Task objective:
Lay out every line of the data below as a numbered list, skipping any blank lines.

------ Exercise data ------

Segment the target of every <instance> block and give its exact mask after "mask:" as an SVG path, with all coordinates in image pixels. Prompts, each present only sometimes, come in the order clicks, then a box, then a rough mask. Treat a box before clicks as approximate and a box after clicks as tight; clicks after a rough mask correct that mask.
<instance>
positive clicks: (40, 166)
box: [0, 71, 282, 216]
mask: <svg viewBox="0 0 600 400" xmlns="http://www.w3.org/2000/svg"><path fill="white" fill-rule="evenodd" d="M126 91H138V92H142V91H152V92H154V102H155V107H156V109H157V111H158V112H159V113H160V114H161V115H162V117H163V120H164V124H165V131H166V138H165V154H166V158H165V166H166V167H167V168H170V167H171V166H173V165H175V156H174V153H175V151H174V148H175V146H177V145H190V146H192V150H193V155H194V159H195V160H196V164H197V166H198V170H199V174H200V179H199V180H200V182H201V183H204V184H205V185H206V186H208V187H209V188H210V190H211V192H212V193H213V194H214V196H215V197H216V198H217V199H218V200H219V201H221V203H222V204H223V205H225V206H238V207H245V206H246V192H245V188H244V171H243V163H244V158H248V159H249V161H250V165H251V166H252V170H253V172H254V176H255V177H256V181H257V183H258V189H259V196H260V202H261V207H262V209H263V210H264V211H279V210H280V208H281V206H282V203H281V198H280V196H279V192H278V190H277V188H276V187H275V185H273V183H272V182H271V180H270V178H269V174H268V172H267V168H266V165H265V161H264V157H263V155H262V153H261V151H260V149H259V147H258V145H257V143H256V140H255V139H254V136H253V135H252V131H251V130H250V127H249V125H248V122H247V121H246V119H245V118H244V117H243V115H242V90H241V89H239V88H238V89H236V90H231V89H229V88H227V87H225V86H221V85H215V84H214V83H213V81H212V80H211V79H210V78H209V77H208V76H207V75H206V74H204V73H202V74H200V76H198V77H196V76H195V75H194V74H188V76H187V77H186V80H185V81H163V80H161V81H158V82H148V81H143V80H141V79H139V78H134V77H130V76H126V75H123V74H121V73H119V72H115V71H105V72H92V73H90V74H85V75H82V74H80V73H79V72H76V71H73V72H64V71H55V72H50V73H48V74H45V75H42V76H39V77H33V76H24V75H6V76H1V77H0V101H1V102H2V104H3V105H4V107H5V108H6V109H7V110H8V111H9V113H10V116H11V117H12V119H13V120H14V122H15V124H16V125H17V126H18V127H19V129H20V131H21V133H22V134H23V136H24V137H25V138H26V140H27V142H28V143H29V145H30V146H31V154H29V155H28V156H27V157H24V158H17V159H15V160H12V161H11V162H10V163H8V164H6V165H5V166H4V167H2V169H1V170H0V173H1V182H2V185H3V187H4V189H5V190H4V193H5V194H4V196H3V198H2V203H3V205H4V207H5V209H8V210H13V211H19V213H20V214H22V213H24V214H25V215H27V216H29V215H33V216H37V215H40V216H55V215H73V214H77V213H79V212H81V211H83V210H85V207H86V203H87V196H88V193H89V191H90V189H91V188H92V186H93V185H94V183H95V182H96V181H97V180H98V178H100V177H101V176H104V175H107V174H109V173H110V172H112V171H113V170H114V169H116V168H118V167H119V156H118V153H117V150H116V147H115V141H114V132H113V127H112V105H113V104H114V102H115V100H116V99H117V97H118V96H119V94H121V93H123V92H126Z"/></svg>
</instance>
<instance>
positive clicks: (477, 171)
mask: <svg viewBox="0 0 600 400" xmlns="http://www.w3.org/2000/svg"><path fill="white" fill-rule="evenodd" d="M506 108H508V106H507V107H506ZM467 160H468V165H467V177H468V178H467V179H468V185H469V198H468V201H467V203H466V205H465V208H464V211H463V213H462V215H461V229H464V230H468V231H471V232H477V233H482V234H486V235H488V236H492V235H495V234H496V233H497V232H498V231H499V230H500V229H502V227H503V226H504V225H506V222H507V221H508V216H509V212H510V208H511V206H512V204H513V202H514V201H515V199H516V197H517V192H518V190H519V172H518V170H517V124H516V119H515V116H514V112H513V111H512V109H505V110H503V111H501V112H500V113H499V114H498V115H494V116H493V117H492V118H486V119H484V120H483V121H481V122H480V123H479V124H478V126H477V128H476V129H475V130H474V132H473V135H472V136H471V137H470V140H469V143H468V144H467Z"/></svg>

------

Response to this task:
1. Segment the target of every <instance> block and give its exact mask after "mask:" as an SVG path, with all coordinates in image pixels. Prompts, each present only sometimes, come in the order clicks, then a box, then a rough mask. Treat a box before clicks as approximate and a box after clicks as tight; clicks after a rough mask correct that mask.
2. <instance>
3. positive clicks: (40, 166)
4. box: [0, 71, 282, 216]
5. mask: <svg viewBox="0 0 600 400" xmlns="http://www.w3.org/2000/svg"><path fill="white" fill-rule="evenodd" d="M126 91H138V92H142V91H152V92H154V102H155V107H156V109H157V111H158V112H159V113H160V114H161V115H162V117H163V120H164V124H165V131H166V138H165V154H166V158H165V166H166V167H167V168H170V167H171V166H173V165H175V156H174V153H175V151H174V148H175V146H177V145H190V146H192V150H193V155H194V159H195V160H196V164H197V166H198V170H199V174H200V179H199V180H200V182H201V183H204V184H205V185H206V186H208V187H209V188H210V190H211V192H212V193H213V194H214V196H215V197H216V198H217V199H218V200H219V201H221V203H222V204H223V205H225V206H238V207H245V206H246V192H245V188H244V171H243V163H244V158H248V159H249V161H250V165H251V166H252V170H253V172H254V176H255V177H256V181H257V183H258V189H259V196H260V202H261V207H262V209H263V210H264V211H279V210H280V208H281V206H282V203H281V198H280V196H279V192H278V190H277V188H276V187H275V185H273V183H272V182H271V180H270V178H269V174H268V172H267V168H266V165H265V161H264V157H263V155H262V153H261V151H260V149H259V147H258V145H257V143H256V140H255V139H254V136H253V135H252V131H251V130H250V127H249V125H248V122H247V121H246V119H245V118H244V117H243V115H242V90H241V89H239V88H238V89H236V90H231V89H229V88H227V87H225V86H221V85H215V84H214V83H213V81H212V80H211V79H210V78H209V77H208V76H207V75H206V74H204V73H202V74H200V76H198V77H196V76H195V75H194V74H188V76H187V77H186V80H185V81H163V80H161V81H158V82H148V81H143V80H141V79H139V78H134V77H130V76H126V75H123V74H121V73H119V72H115V71H105V72H92V73H90V74H85V75H82V74H80V73H79V72H76V71H73V72H64V71H55V72H50V73H48V74H45V75H42V76H39V77H33V76H24V75H6V76H1V77H0V101H1V102H2V104H3V105H4V107H5V108H6V109H7V110H8V111H9V113H10V116H11V117H12V119H13V120H14V122H15V124H16V125H17V126H18V127H19V129H20V131H21V133H22V134H23V136H24V137H25V138H26V140H27V142H28V143H29V145H30V146H31V154H29V155H28V156H27V157H24V158H17V159H15V160H12V161H11V162H10V163H8V164H6V165H5V166H4V167H2V169H1V170H0V173H1V182H2V185H3V187H4V189H5V190H4V193H5V194H4V196H3V198H2V203H3V205H4V207H5V209H8V210H13V211H19V213H20V214H22V213H24V214H25V215H27V216H29V215H33V216H37V215H40V216H55V215H73V214H77V213H79V212H81V211H83V210H85V207H86V203H87V196H88V193H89V191H90V189H91V188H92V186H93V185H94V183H95V182H96V181H97V180H98V178H100V177H101V176H104V175H107V174H109V173H110V172H112V171H113V170H114V169H116V168H118V167H119V156H118V153H117V150H116V147H115V141H114V132H113V127H112V105H113V104H114V102H115V100H116V99H117V97H118V96H119V94H121V93H123V92H126Z"/></svg>
6. </instance>
7. <instance>
8. positive clicks: (477, 171)
9. mask: <svg viewBox="0 0 600 400" xmlns="http://www.w3.org/2000/svg"><path fill="white" fill-rule="evenodd" d="M506 108H508V106H507V107H506ZM467 160H468V165H467V177H468V178H467V179H468V185H469V198H468V201H467V203H466V205H465V208H464V211H463V213H462V215H461V229H464V230H468V231H471V232H477V233H482V234H486V235H488V236H492V235H495V234H496V233H497V232H498V231H499V230H500V229H502V227H503V226H504V225H506V222H507V221H508V216H509V212H510V208H511V206H512V204H513V202H514V201H515V199H516V197H517V192H518V190H519V172H518V170H517V124H516V119H515V116H514V112H513V111H512V109H505V110H503V111H501V112H500V113H499V114H498V115H494V116H493V117H492V118H486V119H484V120H483V121H481V122H480V123H479V124H478V126H477V128H476V129H475V130H474V132H473V135H472V136H471V137H470V140H469V143H468V144H467Z"/></svg>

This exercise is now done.